▶

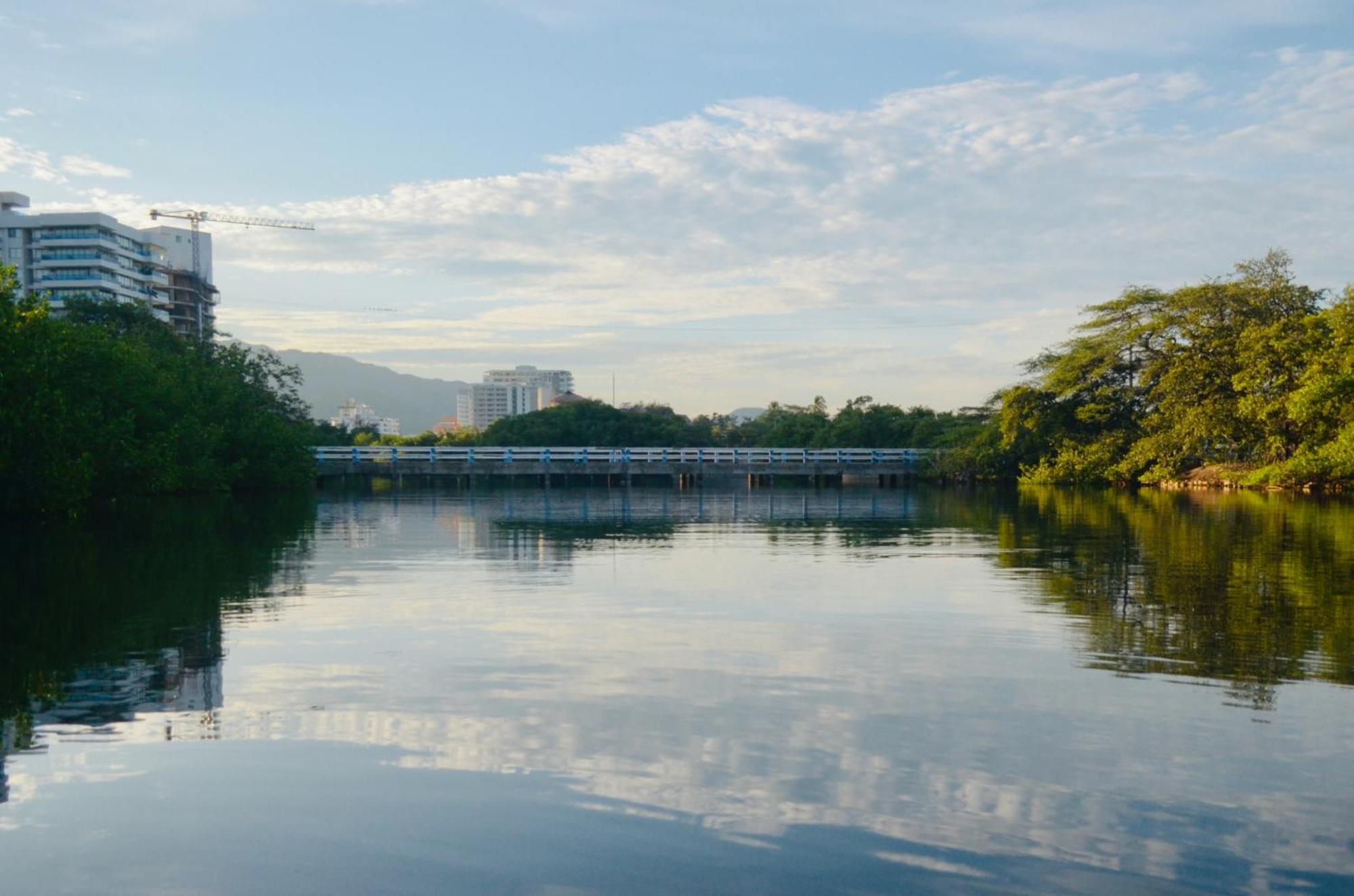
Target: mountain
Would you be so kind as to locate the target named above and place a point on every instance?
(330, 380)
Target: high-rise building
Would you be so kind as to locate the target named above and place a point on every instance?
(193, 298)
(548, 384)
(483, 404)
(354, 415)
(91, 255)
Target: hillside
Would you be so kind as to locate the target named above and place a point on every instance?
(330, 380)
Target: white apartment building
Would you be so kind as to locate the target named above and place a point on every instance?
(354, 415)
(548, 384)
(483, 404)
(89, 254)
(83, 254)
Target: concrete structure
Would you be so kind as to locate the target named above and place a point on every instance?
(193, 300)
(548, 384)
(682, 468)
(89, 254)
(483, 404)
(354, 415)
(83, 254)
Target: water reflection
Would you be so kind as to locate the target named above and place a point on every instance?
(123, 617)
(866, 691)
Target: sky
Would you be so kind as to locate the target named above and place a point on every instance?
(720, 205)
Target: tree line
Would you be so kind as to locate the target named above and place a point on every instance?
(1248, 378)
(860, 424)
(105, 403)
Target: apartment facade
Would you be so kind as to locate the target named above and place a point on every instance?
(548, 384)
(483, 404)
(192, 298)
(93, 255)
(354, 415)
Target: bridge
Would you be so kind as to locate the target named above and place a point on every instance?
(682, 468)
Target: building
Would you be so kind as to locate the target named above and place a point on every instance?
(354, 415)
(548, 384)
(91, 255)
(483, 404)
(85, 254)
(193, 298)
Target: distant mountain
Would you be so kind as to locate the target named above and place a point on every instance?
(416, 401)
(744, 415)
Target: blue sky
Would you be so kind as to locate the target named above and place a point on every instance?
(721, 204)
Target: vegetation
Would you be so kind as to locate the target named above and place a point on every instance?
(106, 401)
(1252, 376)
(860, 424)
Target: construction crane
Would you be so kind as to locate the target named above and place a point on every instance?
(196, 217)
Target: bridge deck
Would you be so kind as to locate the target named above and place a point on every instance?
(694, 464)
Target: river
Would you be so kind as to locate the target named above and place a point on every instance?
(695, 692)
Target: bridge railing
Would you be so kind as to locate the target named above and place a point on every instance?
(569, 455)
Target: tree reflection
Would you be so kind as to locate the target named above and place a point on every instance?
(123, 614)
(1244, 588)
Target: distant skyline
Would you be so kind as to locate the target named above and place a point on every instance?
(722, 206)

◀

Duplicate the rows between the line holding "Target: distant skyline" and the end of the rows, inclusive.

▸ **SOLUTION TO THIS EXERCISE**
Target: distant skyline
Would you be so kind as to locate the target named above and place a point on every instance?
(722, 206)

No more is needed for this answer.